Jump to content

Building a Zero-Overhead Renderer

Josh

1,156 views

The Leadwerks 4 renderer was built for maximum flexibility. The Leadwerks 5 renderer is being built first and foremost for great graphics with maximum speed. This is the fundamental difference between the two designs. VR is the main driving force for this direction, but all games will benefit.

Multithreaded Design

Leadwerks 4 does make use of multithreading in some places but it is fairly simplistic. In Leadwerks 5 the entire architecture is based around separate threads, which is challenging but a lot of fun for me to develop. I worked out a way to create a command buffer on the main thread that stores a list of commands for the rendering thread to perform during the next rendering frame. (Thanks for the tip on Lambda functions @Crazycarpet) Each object in the main thread has a simplified object it is associated with that lives in the rendering thread. For example, each Camera has a RenderCamera object that corresponds to it. Here's how changes in the main thread get added to a command buffer to be executed when the rendering thread is ready:

void Camera::SetClearColor(const float r,const float g,const float b,const float a)
{
	clearcolor.x = r; clearcolor.y = g; clearcolor.z = b; clearcolor.w = a;
#ifdef LEADWERKS_5
	GameEngine::cullingthreadcommandbuffer.push_back( [this->rendercamera, this->clearcolor]() { rendercamera->clearcolor = clearcolor; } );
#endif
}

The World::Render() command is still there for conceptual consistency, but what it really does it add all the accumulated commands onto a stack of command buffers for the rendering thread to evaluate whenever it's ready:

void World::Render(shared_ptr<Buffer> buffer)

» RAW DATA:
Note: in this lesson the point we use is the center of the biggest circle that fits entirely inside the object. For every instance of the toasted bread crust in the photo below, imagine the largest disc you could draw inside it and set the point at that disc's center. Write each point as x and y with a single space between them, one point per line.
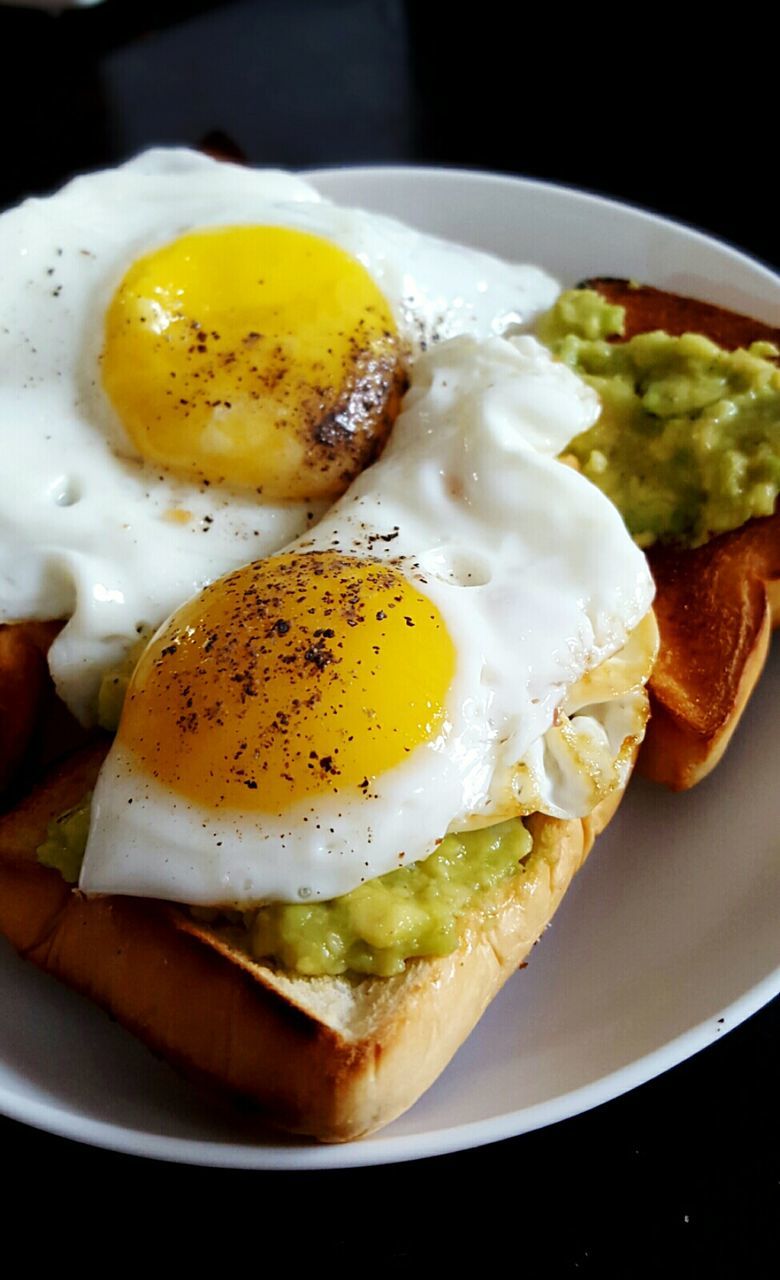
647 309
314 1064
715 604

» PROBLEM SET:
1. Using the renderer article, explain in one to three sentences why the Leadwerks 5 renderer is being built for speed rather than for the flexibility that shaped Leadwerks 4.
2. Name every parameter of the Camera::SetClearColor function shown in the renderer article.
3. Please update the stretch from "Jump to content" through "games will benefit." in the renderer article, swapping "VR" for "virtual reality".
The data aren't needed for any of this.

» ANSWERS TO THE EXERCISES:
1. VR is the main driving force behind building the Leadwerks 5 renderer first and foremost for great graphics with maximum speed. All games will still benefit from that direction.

2. r, g, b, a

3.
Jump to content

Building a Zero-Overhead Renderer

Josh

1,156 views

The Leadwerks 4 renderer was built for maximum flexibility. The Leadwerks 5 renderer is being built first and foremost for great graphics with maximum speed. This is the fundamental difference between the two designs. virtual reality is the main driving force for this direction, but all games will benefit.